Exercise details. Transcribe the full listing exactly, and drop every picture.
*** Opening Dataset content ***
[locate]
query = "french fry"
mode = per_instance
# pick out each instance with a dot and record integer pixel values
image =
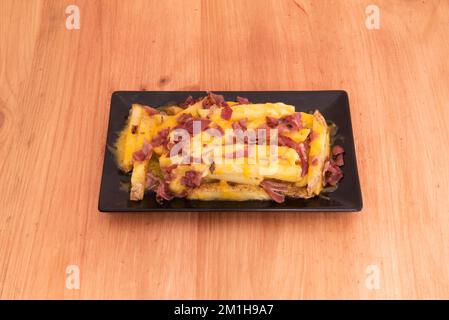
(138, 178)
(130, 138)
(319, 151)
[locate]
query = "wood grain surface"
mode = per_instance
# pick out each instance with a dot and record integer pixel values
(55, 91)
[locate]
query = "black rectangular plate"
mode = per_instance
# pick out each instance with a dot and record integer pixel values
(333, 105)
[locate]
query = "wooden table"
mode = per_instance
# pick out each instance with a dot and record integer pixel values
(55, 91)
*** Closing Dataset content ***
Your solution.
[locate]
query = "french fry"
mode = per_instance
# pick out each instance with a dot and record integer pixel values
image =
(138, 178)
(130, 138)
(319, 151)
[locate]
query = "wood grain surface"
mode = per_instance
# pick out each instance with a dot and record integer pixel values
(55, 91)
[locate]
query = "black rectangular plate"
mode = per_instance
# pick out each instance with a dot and record integer pixel values
(333, 105)
[locate]
query = "wooden table"
mode = per_instance
# pick out each instance with a dot and record integer pixel values
(55, 91)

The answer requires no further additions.